▶ Document text
This time around, I didn't keep a running list.  And I didn't come up with a new idea everyday.  I just made sure that at least once a day I did something to show my love.  A message on the bathroom mirror, a gushy text, a wink or a kiss from across the room, a note on his pillow, or you know...

The results.   It wasn't as dramatic an experience as when I tried this the last time, and I realize that sometimes I do need to be more elaborate-at least with my husband.  But maybe it wasn't dramatic because we're in a healthier place.  I also realized that maybe this was more for me.  I don't think that my efforts made as much of an impact on him as they did on me.  By thinking of him more often, and finding ways to show him my love and gratitude, I've been more inclined to think positively of him.  And because I kept it simple, I'm motivated to keep going.  I'm determined that this will be part of my nature!

In addition, we spent time almost everyday reading from The Seven Principles for Making Marriage Work by John Gottman.  Gottman can predict within five minutes of a couple's conversation whether their marriage will last or not, with an accuracy rate of 90%.  This is the first book on marriage that we've read together.  It's opened our eyes to some bad habits that we both have.  His principles really make sense and have started some great conversations.  It's also not a fast read, as we discovered.  There are lots of quizzes and exercises which you have to give justice to.  So we didn't finish.  And I'm ok with that.  We'll keep working our way through it.  We'll keep the romance going.  This marriage is going to last.

PS.  Other relationship books I love: Change your Questions, Change your Life by Wendy L. Watson; Rock Solid Relationships by Wendy Watson Nelson and Bonds That Make Us Free by C. Terry Warner


11 comments:

Nicholle said...

▶ Records
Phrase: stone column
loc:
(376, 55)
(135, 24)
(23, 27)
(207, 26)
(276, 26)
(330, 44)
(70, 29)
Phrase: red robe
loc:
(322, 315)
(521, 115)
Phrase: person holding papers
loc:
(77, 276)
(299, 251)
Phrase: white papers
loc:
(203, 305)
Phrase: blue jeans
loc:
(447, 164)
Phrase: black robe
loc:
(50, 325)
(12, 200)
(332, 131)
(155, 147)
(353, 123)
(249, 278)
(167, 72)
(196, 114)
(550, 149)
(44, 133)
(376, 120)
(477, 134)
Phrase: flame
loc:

* * *

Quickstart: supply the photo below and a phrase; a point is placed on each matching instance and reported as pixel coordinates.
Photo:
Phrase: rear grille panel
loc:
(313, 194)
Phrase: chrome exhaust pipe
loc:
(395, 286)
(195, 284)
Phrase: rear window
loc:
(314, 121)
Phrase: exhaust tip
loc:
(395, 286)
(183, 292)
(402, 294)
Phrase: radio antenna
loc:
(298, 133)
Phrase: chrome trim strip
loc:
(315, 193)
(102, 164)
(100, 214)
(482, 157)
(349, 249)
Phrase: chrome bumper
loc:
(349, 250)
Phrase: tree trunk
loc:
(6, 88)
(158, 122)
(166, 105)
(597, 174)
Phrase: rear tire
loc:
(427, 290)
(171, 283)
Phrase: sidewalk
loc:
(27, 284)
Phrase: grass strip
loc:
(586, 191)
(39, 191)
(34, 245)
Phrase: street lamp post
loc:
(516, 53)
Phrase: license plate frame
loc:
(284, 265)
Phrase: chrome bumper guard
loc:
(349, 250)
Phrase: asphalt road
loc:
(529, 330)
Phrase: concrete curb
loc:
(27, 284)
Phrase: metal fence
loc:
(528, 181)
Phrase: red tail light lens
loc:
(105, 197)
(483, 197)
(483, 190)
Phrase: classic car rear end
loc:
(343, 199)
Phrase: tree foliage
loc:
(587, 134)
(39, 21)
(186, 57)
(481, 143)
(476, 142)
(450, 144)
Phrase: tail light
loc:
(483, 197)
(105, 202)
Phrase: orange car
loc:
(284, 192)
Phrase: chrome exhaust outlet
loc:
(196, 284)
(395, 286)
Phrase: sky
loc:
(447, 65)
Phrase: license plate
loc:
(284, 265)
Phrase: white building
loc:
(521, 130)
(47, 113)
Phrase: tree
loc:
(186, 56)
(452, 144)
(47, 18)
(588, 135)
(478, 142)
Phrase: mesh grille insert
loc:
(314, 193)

▶ Tasks to perform
1 - According to the text about showing love in marriage, with what accuracy rate can Gottman predict whether a couple's marriage will last?
2 - List every book that the PS of the text about showing love in marriage names, along with its author.
3 - Copy the text about showing love in marriage word for word from "PS.  Other relationship" to "Nicholle said...".

▶ Task responses
1 - 90%

2 -
- Change your Questions, Change your Life by Wendy L. Watson
- Rock Solid Relationships by Wendy Watson Nelson
- Bonds That Make Us Free by C. Terry Warner

3 -
PS.  Other relationship books I love: Change your Questions, Change your Life by Wendy L. Watson; Rock Solid Relationships by Wendy Watson Nelson and Bonds That Make Us Free by C. Terry Warner


11 comments:

Nicholle said...